Given task 1:
In the excerpt on "spiritual breathing," rewrite the paragraph beginning "Bill Bright, rather similarly" as a short bulleted list that keeps its main facts.

Excerpt provided:
+-------+

Bill Bright, rather similarly, proposes what he calls the principle of "spiritual breathing." Again, this is not the moral Law of God, but neither is it the Gospel, as the Reformers understood those two categories. It is a confusion of "Law" (commandment) and "Gospel" (good news), in that it both requires less and gives less. The first stage of this "spiritual breathing," Bright tells us, is to "exhale and inhale." "We exhale when we confess our sins, and we inhale when we appropriate the fullness of God's Spirit by faith." (4) Of course, in Scripture, we are told that the Spirit is given to every believer at the beginning of the Christian life (Joel 2:28; Jn 3:5; Rom 8:9; Eph 1:13-14). Nevertheless, in this system, the Spirit is viewed less as a person than as a quantity of divine substance, poured into the believer in varying degrees, depending on how closely one followed the rules for "appropriation." This infusion-centered rather than imputation-centered doctrine of salvation exactly parallels the medieval system. Each sin, says Bright, "should be named specifically" and he actually claims that by confession the believer "appropriates" the Holy Spirit. After this exercise, the believer is qualified to receive forgiveness and cleansing. (Is this the monk's equivalent of "purgation"?)

+-------+

Source material:
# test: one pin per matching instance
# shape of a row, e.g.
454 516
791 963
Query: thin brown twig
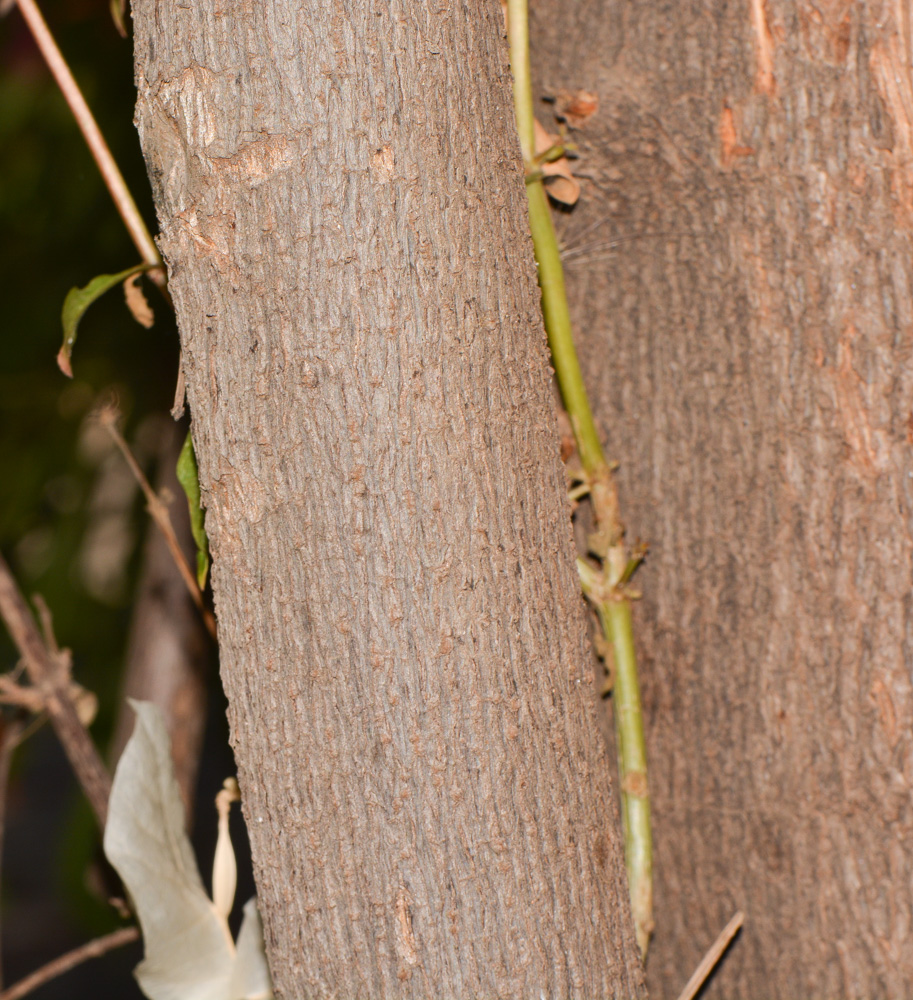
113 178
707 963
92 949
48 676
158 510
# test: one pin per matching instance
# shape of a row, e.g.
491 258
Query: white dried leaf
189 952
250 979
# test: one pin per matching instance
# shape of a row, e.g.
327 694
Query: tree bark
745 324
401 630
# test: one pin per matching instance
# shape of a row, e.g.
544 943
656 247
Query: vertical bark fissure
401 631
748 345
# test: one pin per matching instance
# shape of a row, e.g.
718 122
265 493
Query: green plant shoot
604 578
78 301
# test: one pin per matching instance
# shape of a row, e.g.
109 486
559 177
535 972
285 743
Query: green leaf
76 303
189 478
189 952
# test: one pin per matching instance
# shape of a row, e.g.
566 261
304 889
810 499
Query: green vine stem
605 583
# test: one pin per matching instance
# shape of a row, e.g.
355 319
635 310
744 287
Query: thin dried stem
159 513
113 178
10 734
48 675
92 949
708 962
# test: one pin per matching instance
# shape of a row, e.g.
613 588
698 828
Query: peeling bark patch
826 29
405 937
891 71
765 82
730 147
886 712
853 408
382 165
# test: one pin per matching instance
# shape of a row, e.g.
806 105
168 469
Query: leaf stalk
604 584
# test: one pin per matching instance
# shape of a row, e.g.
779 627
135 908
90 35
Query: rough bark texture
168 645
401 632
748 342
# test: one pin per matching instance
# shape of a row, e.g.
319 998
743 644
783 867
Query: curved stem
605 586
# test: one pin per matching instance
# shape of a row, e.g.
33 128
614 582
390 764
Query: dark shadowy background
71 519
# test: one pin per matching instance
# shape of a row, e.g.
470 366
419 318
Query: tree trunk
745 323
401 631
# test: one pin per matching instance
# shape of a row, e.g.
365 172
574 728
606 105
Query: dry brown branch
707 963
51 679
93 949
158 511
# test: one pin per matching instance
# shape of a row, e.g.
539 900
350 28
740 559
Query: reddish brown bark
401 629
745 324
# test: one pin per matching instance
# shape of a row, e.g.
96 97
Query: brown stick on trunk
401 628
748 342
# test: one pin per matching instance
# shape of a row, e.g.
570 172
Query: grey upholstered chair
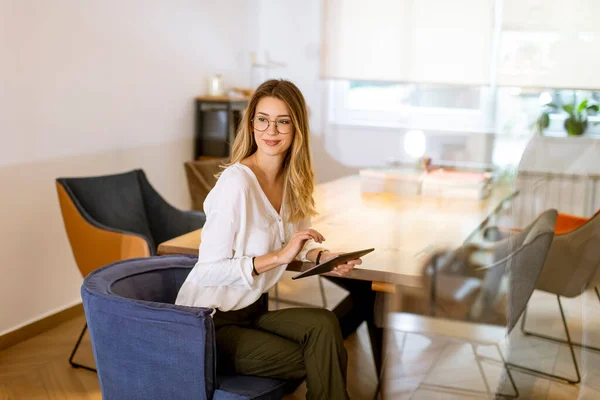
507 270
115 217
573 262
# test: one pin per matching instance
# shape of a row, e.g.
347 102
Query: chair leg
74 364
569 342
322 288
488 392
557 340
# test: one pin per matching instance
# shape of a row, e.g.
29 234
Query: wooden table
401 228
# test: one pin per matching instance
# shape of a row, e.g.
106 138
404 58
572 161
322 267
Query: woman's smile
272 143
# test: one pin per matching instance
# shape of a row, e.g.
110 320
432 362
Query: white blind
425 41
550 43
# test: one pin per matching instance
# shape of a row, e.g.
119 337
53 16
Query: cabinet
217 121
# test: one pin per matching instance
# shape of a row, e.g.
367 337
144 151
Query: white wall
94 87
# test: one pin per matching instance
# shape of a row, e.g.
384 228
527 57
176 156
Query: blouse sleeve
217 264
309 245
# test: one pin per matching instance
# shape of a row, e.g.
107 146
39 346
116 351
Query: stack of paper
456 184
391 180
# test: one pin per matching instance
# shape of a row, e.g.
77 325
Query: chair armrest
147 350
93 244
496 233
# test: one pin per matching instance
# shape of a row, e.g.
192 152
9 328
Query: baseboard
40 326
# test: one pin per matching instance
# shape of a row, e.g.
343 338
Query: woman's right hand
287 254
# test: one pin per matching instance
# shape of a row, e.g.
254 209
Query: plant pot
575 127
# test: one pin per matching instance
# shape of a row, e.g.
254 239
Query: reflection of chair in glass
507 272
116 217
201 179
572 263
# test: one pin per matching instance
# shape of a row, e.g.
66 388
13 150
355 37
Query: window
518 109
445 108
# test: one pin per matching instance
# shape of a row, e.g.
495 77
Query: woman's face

+-------+

Given task 2:
Show every line of the records that contains the string "chair". Case counts.

Exercise response 1:
- Bill Bright proposes a principle called "spiritual breathing."
- The passage says it is neither God's moral Law nor the Gospel as the Reformers understood them. Instead it confuses the two, requiring less and giving less.
- Its first stage is to "exhale and inhale." One exhales by confessing sins and inhales by appropriating the fullness of God's Spirit by faith.
- Scripture says the Spirit is given to every believer at the start of the Christian life (Joel 2:28; Jn 3:5; Rom 8:9; Eph 1:13-14).
- In Bright's system, the Spirit is treated less as a person than as a quantity of divine substance. It is poured into believers in varying degrees, depending on how closely they follow the rules for "appropriation."
- This infusion-centered rather than imputation-centered doctrine of salvation exactly parallels the medieval system.
- Bright says each sin "should be named specifically" and claims that by confession the believer "appropriates" the Holy Spirit. After that, the believer is qualified to receive forgiveness and cleansing.
- The passage asks whether this is the monk's equivalent of "purgation."

Exercise response 2:
Query: grey upholstered chair
Query: chair leg
Query: chair armrest
Query: reflection of chair in glass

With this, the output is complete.